### 本文
◇ ◇ ◇ ◇ ◇ ◇ ◇
当直で悲しいことがありました。
以前私が診させてもらっていてその後別のドクターに担当が移動した障害のある「ある患者さん」が自分の当直中にお亡くなりになりました。ある部位に腫瘍があって、その腫瘍の存在のために次第に食事が摂れなくなり、やがて排痰能の低下によると思われる誤嚥性肺炎とその腫瘍の浸潤による呼吸中枢への影響のため、静かに明け方亡くなられました。
私より元年齢は下で、お父様も毎日のように来院されていた方でした。本当に親としてはこれ以上の愛を子供に示す方法は無いというレベルの愛情の示し方を身を以て見せてくださる辞儀正しい素晴らしい方でした。
息子さんが他院から転入院されて約三ヶ月、前院でも頻回に誤嚥性肺炎と尿路感染症を繰り返して居られましたが、当院に来てからは幸いにして担当させていただいている間はほぼ熱発されることも無く安定した容態でした。
しかし、腫瘍の部位的に何時でも突然の呼吸停止は有りうるという事を説明していたのですが、その「起きてほしくないこと」が己の当直の時に起きてしまいました。
◇ ◇ ◇ ◇ ◇ ◇ ◇
### 抽出情報
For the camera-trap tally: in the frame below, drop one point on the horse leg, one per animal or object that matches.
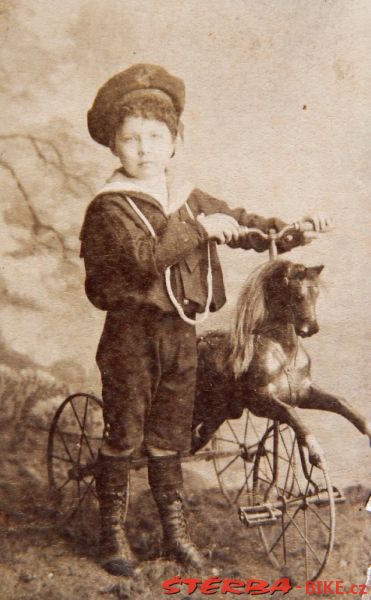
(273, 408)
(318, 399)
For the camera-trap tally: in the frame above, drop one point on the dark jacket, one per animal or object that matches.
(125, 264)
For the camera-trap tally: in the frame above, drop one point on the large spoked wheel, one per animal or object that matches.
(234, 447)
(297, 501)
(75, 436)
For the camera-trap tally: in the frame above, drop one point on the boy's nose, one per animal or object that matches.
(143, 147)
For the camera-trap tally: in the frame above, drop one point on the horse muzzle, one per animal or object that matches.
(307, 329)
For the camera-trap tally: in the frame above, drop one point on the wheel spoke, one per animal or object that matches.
◇ ◇ ◇ ◇ ◇ ◇ ◇
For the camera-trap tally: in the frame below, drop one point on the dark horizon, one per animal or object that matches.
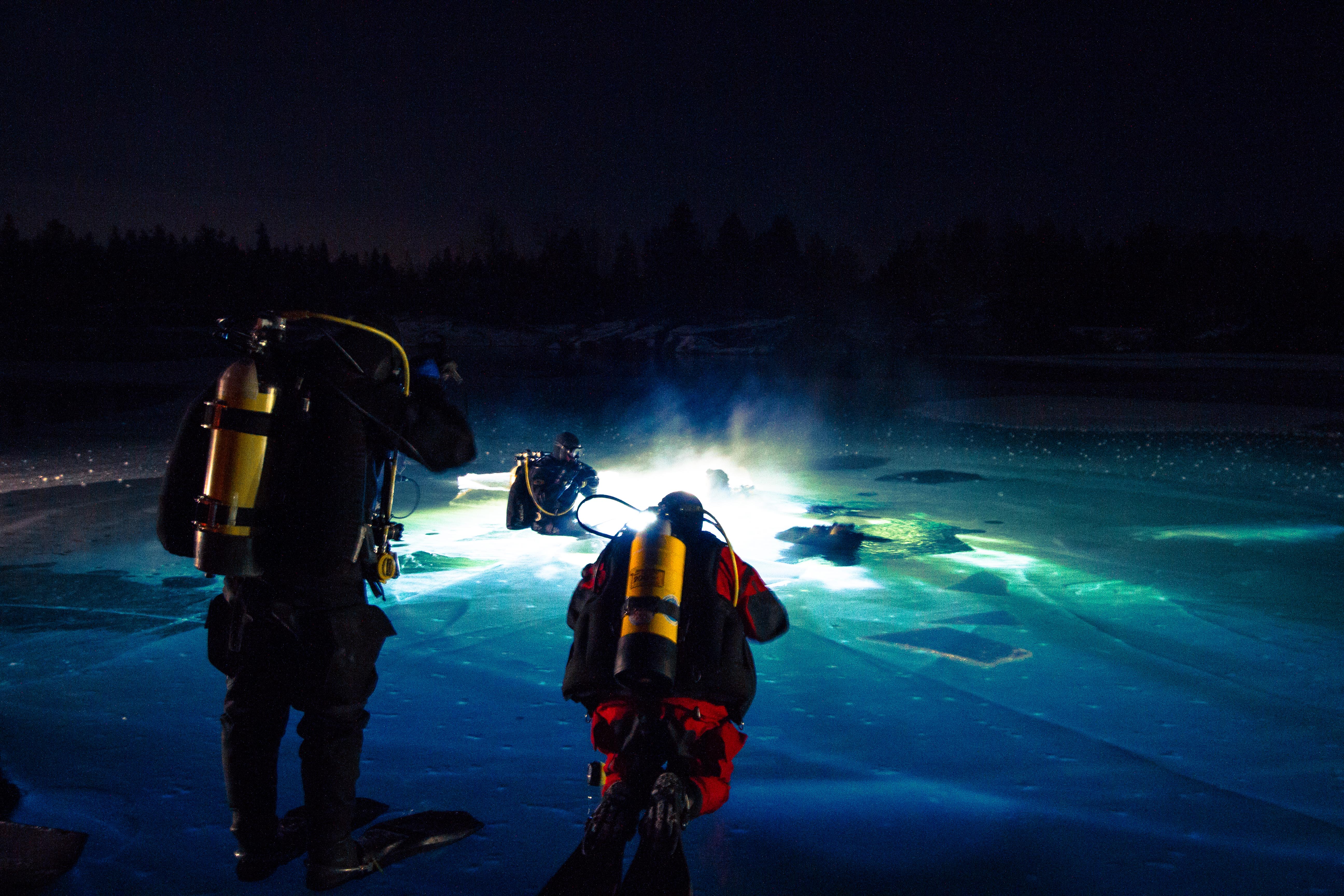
◇ ◇ ◇ ◇ ◇ ◇ ◇
### 課題 A
本文の「以前私が診させてもらっていて」から「直の時に起きてしまいました。」までの全文を、「腫瘍」をすべて「病変」に置き換えて書き直してください。
### 課題 B
本文について、次の問いに答えてください。
(i) 患者さんは一日のうちいつ頃亡くなりましたか？
(ii) 毎日のように来院されていたのは誰ですか？
(iii) 息子さんが他院から転入院されて、どのくらい経っていましたか？
記録は本文とは関係がありません。

### 回答 A
以前私が診させてもらっていてその後別のドクターに担当が移動した障害のある「ある患者さん」が自分の当直中にお亡くなりになりました。ある部位に病変があって、その病変の存在のために次第に食事が摂れなくなり、やがて排痰能の低下によると思われる誤嚥性肺炎とその病変の浸潤による呼吸中枢への影響のため、静かに明け方亡くなられました。
私より元年齢は下で、お父様も毎日のように来院されていた方でした。本当に親としてはこれ以上の愛を子供に示す方法は無いというレベルの愛情の示し方を身を以て見せてくださる辞儀正しい素晴らしい方でした。
息子さんが他院から転入院されて約三ヶ月、前院でも頻回に誤嚥性肺炎と尿路感染症を繰り返して居られましたが、当院に来てからは幸いにして担当させていただいている間はほぼ熱発されることも無く安定した容態でした。
しかし、病変の部位的に何時でも突然の呼吸停止は有りうるという事を説明していたのですが、その「起きてほしくないこと」が己の当直の時に起きてしまいました。

### 回答 B
(i) 明け方
(ii) お父様
(iii) 約三ヶ月